## Begin DATA SHOWN

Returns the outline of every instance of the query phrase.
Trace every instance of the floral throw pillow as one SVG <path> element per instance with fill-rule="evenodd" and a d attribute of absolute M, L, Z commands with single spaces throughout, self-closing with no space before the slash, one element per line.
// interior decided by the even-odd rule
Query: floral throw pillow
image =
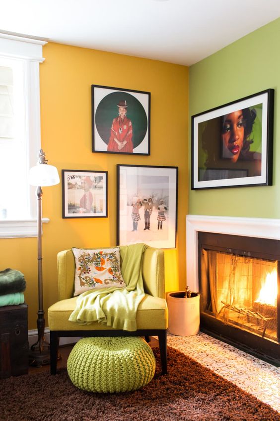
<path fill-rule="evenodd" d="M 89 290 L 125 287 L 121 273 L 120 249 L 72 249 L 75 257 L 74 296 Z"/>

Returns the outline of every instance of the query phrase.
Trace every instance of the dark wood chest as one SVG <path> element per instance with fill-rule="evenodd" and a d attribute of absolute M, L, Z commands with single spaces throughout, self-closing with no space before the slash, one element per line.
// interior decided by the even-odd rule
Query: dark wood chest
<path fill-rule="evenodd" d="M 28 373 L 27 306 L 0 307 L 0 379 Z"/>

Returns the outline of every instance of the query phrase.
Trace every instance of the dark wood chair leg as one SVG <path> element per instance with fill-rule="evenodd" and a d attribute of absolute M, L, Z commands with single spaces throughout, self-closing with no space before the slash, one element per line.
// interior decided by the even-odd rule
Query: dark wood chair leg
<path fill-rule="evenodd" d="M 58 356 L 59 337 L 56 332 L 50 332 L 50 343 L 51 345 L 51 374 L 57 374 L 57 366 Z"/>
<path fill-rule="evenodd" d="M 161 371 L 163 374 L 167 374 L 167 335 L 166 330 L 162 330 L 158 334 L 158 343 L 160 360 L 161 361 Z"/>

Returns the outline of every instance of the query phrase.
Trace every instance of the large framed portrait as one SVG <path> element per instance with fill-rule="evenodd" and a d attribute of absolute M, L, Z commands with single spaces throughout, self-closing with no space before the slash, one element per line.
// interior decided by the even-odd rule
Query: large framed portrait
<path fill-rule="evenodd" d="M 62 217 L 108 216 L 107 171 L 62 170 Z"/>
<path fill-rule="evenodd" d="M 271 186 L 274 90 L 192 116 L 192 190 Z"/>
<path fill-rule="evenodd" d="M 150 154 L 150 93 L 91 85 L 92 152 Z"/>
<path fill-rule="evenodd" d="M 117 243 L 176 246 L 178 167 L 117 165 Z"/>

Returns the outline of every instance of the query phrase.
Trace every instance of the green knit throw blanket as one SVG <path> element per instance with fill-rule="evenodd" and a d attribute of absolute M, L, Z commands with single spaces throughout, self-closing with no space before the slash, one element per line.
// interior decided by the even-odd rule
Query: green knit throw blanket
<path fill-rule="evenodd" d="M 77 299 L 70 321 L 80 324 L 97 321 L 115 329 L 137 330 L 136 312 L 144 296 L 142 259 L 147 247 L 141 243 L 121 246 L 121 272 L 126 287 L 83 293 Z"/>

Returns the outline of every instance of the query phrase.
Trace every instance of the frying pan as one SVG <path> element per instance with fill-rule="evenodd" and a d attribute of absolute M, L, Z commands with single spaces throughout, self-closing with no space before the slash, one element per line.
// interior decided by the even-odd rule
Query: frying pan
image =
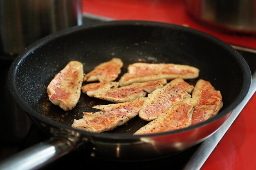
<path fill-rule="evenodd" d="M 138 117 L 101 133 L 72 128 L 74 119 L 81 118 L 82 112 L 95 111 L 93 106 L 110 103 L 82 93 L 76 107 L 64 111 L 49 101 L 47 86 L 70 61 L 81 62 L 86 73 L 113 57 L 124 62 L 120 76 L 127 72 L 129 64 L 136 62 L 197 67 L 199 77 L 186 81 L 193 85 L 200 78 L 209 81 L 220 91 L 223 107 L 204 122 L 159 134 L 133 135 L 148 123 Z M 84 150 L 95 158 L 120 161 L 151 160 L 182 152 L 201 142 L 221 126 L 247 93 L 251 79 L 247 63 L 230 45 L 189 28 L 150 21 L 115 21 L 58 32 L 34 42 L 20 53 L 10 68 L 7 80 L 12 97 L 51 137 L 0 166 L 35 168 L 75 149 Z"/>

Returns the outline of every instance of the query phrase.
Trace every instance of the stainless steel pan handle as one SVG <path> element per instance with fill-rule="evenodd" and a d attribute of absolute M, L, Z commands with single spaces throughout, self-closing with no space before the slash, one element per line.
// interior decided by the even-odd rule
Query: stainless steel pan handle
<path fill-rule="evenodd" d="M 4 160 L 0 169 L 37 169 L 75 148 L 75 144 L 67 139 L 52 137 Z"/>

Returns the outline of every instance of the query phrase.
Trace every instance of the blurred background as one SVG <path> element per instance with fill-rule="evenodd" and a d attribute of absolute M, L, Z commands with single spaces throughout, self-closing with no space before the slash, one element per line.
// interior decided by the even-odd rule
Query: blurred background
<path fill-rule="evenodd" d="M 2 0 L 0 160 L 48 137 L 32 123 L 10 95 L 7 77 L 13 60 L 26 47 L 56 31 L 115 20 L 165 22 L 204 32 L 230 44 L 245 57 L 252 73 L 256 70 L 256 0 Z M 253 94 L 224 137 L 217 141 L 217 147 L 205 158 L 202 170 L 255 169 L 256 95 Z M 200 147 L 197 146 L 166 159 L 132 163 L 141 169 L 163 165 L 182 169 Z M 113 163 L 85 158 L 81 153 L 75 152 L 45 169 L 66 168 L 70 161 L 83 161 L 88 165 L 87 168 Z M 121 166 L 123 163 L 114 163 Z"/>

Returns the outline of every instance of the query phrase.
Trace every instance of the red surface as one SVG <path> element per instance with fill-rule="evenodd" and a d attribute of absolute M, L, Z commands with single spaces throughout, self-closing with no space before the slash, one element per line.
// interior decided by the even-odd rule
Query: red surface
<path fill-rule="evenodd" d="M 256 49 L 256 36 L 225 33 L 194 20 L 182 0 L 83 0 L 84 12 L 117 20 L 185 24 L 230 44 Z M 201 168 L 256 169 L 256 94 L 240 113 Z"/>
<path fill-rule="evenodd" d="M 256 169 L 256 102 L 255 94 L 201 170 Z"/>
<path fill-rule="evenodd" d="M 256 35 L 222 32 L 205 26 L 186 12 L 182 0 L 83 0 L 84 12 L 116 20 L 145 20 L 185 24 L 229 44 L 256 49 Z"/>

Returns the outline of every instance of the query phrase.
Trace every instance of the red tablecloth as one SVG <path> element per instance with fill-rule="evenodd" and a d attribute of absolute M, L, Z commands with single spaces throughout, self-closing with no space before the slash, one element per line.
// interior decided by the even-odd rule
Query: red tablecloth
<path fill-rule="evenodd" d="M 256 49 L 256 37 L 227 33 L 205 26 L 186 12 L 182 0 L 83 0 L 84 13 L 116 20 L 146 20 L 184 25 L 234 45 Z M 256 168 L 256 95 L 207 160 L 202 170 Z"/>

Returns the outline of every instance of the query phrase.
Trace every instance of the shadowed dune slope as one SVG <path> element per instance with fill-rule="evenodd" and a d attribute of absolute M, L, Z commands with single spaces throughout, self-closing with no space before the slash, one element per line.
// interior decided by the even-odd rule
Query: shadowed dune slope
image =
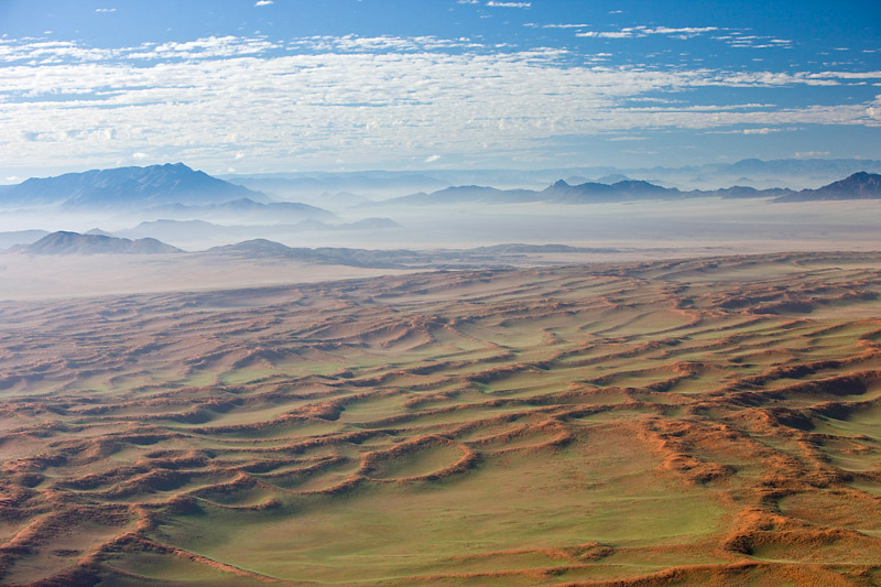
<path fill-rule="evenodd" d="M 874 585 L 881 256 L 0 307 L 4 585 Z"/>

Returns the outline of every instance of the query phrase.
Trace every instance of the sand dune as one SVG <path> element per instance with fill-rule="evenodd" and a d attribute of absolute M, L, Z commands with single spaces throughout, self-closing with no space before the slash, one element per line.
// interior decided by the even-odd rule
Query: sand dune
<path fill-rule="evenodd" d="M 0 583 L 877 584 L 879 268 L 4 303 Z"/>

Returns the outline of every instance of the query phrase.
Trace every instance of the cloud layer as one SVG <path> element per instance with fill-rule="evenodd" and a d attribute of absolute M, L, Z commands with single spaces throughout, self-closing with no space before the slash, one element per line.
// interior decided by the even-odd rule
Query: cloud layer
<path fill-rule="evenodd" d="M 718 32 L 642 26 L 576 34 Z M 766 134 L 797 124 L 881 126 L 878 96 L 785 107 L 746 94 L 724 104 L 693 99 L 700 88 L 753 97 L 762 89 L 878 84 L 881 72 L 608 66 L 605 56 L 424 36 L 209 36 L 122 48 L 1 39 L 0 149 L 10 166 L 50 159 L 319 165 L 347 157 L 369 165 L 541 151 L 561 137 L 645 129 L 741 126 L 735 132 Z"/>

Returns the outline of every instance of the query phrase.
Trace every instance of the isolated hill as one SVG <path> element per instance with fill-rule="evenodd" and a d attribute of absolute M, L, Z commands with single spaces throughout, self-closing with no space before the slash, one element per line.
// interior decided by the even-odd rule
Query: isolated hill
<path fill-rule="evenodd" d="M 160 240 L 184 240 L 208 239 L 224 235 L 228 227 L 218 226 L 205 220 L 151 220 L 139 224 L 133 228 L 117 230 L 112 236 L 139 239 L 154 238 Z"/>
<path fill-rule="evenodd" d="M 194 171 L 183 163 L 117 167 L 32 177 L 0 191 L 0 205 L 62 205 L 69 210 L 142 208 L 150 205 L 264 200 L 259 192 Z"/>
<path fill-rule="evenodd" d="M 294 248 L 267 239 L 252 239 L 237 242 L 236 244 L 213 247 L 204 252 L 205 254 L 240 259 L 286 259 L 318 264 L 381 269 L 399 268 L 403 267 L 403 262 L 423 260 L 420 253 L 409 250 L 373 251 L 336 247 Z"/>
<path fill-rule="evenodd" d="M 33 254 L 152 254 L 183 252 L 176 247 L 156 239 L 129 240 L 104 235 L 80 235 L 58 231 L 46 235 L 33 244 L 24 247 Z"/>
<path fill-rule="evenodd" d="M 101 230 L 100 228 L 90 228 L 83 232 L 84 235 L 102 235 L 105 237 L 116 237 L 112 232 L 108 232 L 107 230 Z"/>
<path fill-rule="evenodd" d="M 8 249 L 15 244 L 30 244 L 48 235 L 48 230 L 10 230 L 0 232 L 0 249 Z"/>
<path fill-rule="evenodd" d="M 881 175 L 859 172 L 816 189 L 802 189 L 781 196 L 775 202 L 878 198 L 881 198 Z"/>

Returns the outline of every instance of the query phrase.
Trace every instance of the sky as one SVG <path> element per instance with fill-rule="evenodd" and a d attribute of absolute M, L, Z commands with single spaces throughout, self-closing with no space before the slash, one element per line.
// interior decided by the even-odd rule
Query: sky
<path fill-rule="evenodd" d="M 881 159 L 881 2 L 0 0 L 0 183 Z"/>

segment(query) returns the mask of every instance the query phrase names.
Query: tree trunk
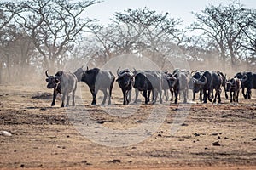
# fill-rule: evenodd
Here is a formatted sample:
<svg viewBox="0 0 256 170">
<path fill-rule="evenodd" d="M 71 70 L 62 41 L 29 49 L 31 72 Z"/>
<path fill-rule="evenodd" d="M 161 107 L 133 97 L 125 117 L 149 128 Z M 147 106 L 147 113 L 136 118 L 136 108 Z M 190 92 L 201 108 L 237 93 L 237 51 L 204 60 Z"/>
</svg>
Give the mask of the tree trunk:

## End DATA SHOWN

• _YOUR TASK_: Write out, word for word, the lines above from the line with "segment(query) returns the" to the line with "71 70 L 62 41", including both of those lines. Leave the pictures out of your answer.

• _TASK ANSWER_:
segment(query) returns the mask of every instance the query phrase names.
Query: tree trunk
# fill-rule: evenodd
Here is a formatted sample:
<svg viewBox="0 0 256 170">
<path fill-rule="evenodd" d="M 71 70 L 62 41 L 29 49 L 31 72 Z"/>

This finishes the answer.